Kamlepo’s grand plan to turn Malawi’s potential into a tourism powerhouse
Industry leaders warn that Africa’s “warm heart” risks being left behind as rivals aggressively court global visitors.

Malawi possesses Lake Malawi, mountain ranges, pristine beaches, wildlife corridors and animal species found nowhere else on the continent. Its people are widely regarded as among the friendliest in Africa. The weather is reliable. The scenery is spectacular.
And yet the country ranks tenth among SADC nations for tourism — a position that industry leaders say is as embarrassing as it is avoidable.
That frustration boiled over this week when the Tourism and Hospitality Industry Professionals Association convened a meeting with one of Malawi’s most ambitious new investors, with both sides agreeing that the era of polite underperformance must end.
“For too long, Malawi has been known merely as a potential tourism destination,” said THIPA president Sylvester Mtambo. “The time has come to be aggressive.”
A new investor enters the room
The catalyst for the discussion was the arrival of Kamlepo Kalua, chief executive of Umodzi Holdings, who outlined plans that represent perhaps the most ambitious private tourism investment the country has seen in years.
Umodzi Holdings is developing a casino on Likoma Island — the remote but breathtaking island territory deep in Lake Malawi — alongside a hotel at Malembo in Mangochi and, most striking of all, a cruise ship to sail the lake itself.
Lake Malawi, the ninth largest lake in the world and a Unesco World Heritage Site, has long been described as Malawi’s greatest untapped asset. A cruise offering on its waters would be without precedent and could fundamentally alter how international visitors experience the country.
Kalua said the projects were specifically designed to generate foreign exchange — a critical priority for an economy under considerable currency pressure.
“We have the lake as our centrepiece, mountains, wildlife, beaches, valleys and species other countries simply do not have,” he said. “The product is there. What has been missing is the will to sell it.”
The numbers tell their own story
Tourism currently contributes seven per cent to Malawi’s GDP — a figure that industry insiders regard as a significant underachievement given the country’s natural endowments.
The SADC ranking of tenth is particularly striking when set against neighbours such as Zimbabwe, Tanzania and Zambia, all of which have leveraged comparable or lesser natural assets into far larger tourism economies.
Mtambo told Kalua that what Malawi needs above all else is not more potential — it has that in abundance — but coordinated, aggressive and properly resourced marketing, backed by genuine private and public sector partnership.
Kalua, describing the meeting as insightful, pledged to work alongside THIPA to improve service delivery standards across the industry — acknowledging that world-class attractions must be matched by world-class hospitality if Malawi is to compete seriously for the international visitor.
For a country that has spent decades being told it is on the verge of a tourism breakthrough, the question is no longer whether Malawi has what it takes.
It is whether those with the power to act will finally stop talking about potential and start converting it.

## Directions
a – How would you translate this sentence from the article on Malawi's tourism into French: "Its people are widely regarded as among the friendliest in Africa."
b – Answer these questions using the article on Malawi's tourism:
(i) Where does Malawi rank among SADC nations for tourism?
(ii) Where is Umodzi Holdings building its hotel?
(iii) What percentage of Malawi's GDP does tourism currently contribute?
c – Repeat, word for word, the passage of the article on Malawi's tourism that opens with "Kamlepo’s grand plan" and closes with "court global visitors.".
The material that comes next isn't needed and can be ignored.

## Entries provided

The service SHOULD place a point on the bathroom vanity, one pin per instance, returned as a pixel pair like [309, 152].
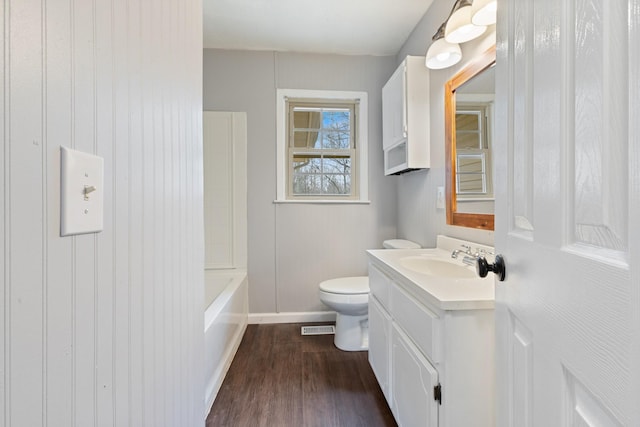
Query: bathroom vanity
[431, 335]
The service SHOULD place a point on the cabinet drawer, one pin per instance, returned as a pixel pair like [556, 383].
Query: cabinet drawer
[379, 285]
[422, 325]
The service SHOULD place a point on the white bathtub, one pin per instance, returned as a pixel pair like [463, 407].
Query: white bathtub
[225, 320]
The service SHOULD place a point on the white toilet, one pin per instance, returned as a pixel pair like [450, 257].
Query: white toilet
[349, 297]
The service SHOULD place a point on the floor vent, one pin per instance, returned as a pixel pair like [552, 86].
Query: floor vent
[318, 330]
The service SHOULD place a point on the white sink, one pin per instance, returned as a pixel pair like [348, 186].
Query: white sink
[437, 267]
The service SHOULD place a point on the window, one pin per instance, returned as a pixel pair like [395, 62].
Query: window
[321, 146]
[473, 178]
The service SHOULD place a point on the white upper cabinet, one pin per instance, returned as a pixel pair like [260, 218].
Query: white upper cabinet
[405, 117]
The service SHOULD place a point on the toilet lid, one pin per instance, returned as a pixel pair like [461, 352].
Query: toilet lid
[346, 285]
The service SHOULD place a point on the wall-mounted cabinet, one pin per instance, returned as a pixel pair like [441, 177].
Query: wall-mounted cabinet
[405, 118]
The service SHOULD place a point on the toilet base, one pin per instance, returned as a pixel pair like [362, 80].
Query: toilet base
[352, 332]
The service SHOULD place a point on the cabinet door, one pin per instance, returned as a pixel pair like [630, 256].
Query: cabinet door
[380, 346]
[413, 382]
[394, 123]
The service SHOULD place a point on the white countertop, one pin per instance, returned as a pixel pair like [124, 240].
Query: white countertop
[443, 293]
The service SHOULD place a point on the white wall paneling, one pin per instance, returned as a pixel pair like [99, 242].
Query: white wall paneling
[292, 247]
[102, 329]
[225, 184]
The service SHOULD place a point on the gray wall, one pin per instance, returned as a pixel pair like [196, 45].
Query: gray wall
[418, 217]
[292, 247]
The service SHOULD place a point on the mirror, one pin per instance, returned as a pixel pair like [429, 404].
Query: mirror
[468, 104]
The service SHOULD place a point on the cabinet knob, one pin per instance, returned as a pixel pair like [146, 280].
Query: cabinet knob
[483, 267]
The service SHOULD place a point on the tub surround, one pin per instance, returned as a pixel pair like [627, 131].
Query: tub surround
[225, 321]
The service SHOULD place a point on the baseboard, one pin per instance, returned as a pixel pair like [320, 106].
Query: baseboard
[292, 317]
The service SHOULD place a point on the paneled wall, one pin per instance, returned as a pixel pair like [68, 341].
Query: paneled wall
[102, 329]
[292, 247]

...

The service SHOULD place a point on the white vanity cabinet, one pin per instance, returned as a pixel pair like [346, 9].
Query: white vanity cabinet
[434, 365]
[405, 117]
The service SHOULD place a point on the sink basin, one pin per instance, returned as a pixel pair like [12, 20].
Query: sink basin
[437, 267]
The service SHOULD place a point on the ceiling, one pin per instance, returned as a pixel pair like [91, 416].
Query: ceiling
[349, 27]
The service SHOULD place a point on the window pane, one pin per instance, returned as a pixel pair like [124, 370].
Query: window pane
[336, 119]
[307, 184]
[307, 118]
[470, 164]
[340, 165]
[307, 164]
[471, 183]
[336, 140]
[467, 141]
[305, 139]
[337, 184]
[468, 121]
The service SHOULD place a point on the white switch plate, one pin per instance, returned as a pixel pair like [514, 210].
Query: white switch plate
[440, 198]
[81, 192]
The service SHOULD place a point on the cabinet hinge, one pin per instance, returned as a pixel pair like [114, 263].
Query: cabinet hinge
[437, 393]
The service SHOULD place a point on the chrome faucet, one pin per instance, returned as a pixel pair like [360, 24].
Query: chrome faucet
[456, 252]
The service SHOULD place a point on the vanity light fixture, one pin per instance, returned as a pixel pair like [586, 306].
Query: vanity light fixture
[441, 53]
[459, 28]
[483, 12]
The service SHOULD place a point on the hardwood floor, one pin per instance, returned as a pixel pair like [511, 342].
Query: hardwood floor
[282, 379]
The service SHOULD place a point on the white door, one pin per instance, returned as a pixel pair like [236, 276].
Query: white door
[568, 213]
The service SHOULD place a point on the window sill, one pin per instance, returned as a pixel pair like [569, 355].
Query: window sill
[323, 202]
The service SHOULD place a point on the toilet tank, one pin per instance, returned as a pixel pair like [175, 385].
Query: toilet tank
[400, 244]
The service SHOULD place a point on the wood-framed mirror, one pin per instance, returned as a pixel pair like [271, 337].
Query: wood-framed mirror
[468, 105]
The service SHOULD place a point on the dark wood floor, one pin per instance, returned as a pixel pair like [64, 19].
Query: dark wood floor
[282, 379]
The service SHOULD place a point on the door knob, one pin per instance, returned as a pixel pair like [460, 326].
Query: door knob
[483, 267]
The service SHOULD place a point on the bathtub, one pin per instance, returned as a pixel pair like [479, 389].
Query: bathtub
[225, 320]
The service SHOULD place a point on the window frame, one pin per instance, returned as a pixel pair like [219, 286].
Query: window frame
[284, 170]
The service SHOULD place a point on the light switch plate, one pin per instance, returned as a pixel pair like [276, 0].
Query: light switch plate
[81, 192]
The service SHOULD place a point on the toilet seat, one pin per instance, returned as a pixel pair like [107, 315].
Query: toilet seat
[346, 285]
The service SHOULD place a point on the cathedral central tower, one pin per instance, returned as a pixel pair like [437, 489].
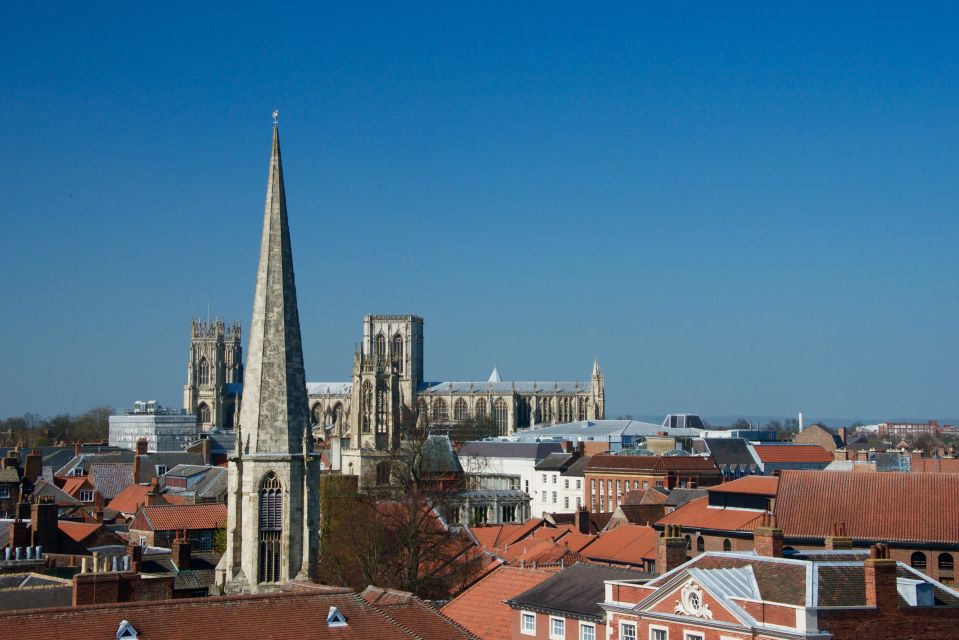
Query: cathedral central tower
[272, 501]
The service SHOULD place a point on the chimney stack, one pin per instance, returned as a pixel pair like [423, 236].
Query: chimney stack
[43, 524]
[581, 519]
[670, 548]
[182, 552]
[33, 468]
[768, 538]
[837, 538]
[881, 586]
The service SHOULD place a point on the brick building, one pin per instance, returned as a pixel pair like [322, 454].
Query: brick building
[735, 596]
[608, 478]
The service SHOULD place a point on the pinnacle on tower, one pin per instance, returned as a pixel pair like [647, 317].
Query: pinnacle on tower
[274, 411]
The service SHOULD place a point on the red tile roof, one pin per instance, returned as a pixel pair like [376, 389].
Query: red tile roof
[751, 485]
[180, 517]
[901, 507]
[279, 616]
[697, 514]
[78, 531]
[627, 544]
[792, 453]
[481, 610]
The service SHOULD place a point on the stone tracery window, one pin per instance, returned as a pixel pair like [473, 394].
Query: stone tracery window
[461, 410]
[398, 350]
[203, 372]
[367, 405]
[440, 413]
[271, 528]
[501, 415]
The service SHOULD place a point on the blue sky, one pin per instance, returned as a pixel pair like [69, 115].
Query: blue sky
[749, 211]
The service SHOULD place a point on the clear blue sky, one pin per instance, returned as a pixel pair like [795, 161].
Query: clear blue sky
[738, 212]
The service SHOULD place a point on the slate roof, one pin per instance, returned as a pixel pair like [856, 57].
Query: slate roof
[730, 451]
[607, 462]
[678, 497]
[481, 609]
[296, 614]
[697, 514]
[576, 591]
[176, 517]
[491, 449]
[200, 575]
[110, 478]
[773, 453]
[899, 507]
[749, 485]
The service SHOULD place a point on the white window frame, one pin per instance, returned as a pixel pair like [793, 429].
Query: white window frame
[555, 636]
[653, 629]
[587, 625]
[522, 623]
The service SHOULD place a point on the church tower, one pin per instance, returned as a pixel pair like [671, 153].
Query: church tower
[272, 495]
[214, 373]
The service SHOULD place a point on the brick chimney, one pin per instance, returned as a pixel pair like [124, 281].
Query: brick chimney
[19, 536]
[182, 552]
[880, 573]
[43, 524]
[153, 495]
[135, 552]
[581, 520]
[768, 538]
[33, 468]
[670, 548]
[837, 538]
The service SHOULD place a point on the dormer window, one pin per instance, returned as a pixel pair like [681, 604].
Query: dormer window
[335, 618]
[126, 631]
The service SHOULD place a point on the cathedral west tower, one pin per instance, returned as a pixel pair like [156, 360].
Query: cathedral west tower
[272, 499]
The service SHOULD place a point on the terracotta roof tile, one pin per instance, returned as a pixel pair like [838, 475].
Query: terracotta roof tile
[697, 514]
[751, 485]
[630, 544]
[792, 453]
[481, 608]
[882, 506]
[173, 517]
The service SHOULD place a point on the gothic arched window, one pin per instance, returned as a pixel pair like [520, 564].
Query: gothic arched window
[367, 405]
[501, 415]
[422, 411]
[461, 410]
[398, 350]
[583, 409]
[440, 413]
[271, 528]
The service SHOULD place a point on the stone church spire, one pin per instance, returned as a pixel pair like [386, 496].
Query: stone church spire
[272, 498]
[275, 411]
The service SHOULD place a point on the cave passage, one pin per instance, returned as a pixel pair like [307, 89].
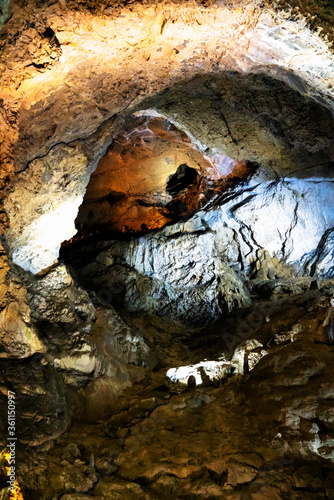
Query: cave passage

## Answers to the exercises
a – Ses habitants sont largement considérés comme faisant partie des plus aimables d'Afrique.

b –
(i) Tenth.
(ii) At Malembo in Mangochi.
(iii) Seven percent.

c –
Kamlepo’s grand plan to turn Malawi’s potential into a tourism powerhouse
Industry leaders warn that Africa’s “warm heart” risks being left behind as rivals aggressively court global visitors.